[Extracted entries Boundary: Start]

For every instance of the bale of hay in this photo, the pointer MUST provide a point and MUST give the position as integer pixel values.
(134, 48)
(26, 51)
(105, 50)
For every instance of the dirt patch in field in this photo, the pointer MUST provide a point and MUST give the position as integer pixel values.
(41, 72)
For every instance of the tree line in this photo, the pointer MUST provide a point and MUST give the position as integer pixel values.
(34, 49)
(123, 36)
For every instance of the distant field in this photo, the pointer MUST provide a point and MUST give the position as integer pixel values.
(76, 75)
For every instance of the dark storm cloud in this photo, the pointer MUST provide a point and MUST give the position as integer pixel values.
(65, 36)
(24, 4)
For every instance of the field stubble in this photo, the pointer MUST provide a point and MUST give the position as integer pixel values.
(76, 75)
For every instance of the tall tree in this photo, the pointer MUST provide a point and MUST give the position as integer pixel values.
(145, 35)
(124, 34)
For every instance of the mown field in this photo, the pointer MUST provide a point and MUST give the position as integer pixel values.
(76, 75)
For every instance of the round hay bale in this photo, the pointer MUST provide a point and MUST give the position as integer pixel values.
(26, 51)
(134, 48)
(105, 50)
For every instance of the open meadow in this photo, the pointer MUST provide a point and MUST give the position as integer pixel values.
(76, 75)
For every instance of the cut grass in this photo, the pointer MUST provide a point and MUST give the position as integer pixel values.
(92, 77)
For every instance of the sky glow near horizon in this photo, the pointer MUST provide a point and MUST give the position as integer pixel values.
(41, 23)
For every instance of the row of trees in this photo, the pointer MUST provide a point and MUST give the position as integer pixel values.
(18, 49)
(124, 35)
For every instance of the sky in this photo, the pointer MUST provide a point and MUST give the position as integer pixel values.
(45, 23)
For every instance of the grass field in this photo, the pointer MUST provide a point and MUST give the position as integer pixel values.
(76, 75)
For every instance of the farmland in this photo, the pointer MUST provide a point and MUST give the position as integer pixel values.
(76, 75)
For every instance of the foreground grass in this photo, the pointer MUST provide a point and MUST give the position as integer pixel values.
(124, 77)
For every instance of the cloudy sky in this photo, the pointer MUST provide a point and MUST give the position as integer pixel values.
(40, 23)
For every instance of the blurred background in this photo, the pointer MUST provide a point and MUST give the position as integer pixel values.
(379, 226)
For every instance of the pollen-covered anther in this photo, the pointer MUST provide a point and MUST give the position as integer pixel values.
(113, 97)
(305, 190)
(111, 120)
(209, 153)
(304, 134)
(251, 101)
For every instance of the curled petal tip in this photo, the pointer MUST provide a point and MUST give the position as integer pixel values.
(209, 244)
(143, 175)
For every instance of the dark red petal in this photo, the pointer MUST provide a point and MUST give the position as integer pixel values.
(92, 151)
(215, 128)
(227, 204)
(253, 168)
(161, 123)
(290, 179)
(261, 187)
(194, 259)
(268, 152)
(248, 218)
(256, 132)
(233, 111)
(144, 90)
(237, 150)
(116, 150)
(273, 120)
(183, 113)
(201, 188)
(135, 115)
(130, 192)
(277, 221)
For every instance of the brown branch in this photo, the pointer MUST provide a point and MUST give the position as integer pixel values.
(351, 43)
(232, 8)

[Extracted entries Boundary: End]

**Work to complete**
Exactly as they stand, repeat all the records.

**Output**
For every instance of the bale of hay in this photo, the pointer MUST provide a point and MUST give the position as integer pixel values.
(134, 48)
(26, 51)
(105, 50)
For every instance of the dirt patch in field in this photo, the pointer MUST provide a point and MUST give the position as integer pixel values.
(41, 72)
For every instance of the tree line in this photo, the pointer MUST provide a point and MUST give the position as integer pixel values.
(34, 49)
(123, 36)
For every instance of the distant field in this photo, the pointer MUST provide a point and MUST give the position as integer pixel values.
(76, 75)
For every instance of the dark storm cloud in this photo, the pointer MUST provide a point and MUST give the position as integer pixel values.
(65, 36)
(24, 4)
For every instance of the field stubble in this photo, the pointer MUST provide a point and MUST give the position as integer pixel values.
(76, 75)
For every instance of the tall tree in this photo, the pointer MUST provide a point and MUST give the position as integer pixel values.
(145, 35)
(124, 34)
For every instance of the mown field in this photo, the pointer MUST provide a point and MUST give the position as integer pixel values.
(76, 75)
For every instance of the round hay bale in this photo, the pointer MUST provide a point and MUST give the position as integer pixel values.
(26, 51)
(134, 48)
(105, 50)
For every instance of the open meadow in this photo, the pointer MUST provide a point and MUST give the position as integer pixel values.
(76, 75)
For every instance of the cut grass in this photo, the pointer MUST provide a point and MUST give the position as integer pixel values.
(92, 77)
For every instance of the sky glow near horizon in this photo, the pointer MUST provide a point and MUST give the position as integer pixel values.
(41, 23)
For every instance of the row of trees in this photo, the pointer MUST provide a point and MUST give the position as integer pixel values.
(18, 49)
(124, 35)
For every instance of the sky in this photo, the pointer MUST provide a point and MUST give the position as integer pixel values.
(45, 23)
For every instance of the grass field in this photo, the pointer MUST provide a point and MUST give the position as integer pixel values.
(76, 75)
For every instance of the farmland in this photo, the pointer MUST provide a point and MUST give the position as integer pixel values.
(76, 75)
For every instance of the foreground grass in this photo, the pointer MUST provide a point and MUST give the position as integer pixel values.
(124, 77)
For every instance of the cloudy sky in this photo, the pointer MUST provide a point and MUST give the position as integer pixel values.
(40, 23)
For every instance of the blurred background in this photo, the pointer MUST provide a point and MUST give the position as integer pixel values.
(379, 226)
For every instance of the pollen-covered anther in this photo, the pointer MUST provide a point and MUST give the position as integer pixel values.
(113, 97)
(305, 190)
(111, 120)
(209, 153)
(304, 134)
(251, 101)
For every instance of the curled petal tip in this photo, the pointer MUST provide a point and MUST give the position as integer pixel values.
(209, 244)
(143, 175)
For every instance of the dark red petal in this photo, the pointer MUST provide a point and MUST give the position as integer pixel values.
(92, 151)
(215, 128)
(227, 204)
(253, 168)
(161, 123)
(290, 179)
(261, 187)
(194, 259)
(268, 152)
(248, 218)
(256, 132)
(233, 111)
(144, 90)
(237, 150)
(116, 150)
(273, 120)
(183, 113)
(201, 188)
(135, 115)
(130, 192)
(277, 221)
For every instance of the brown branch in this photo, the pointer MUST provide a point and MUST give the position as integer pixel values.
(351, 43)
(232, 8)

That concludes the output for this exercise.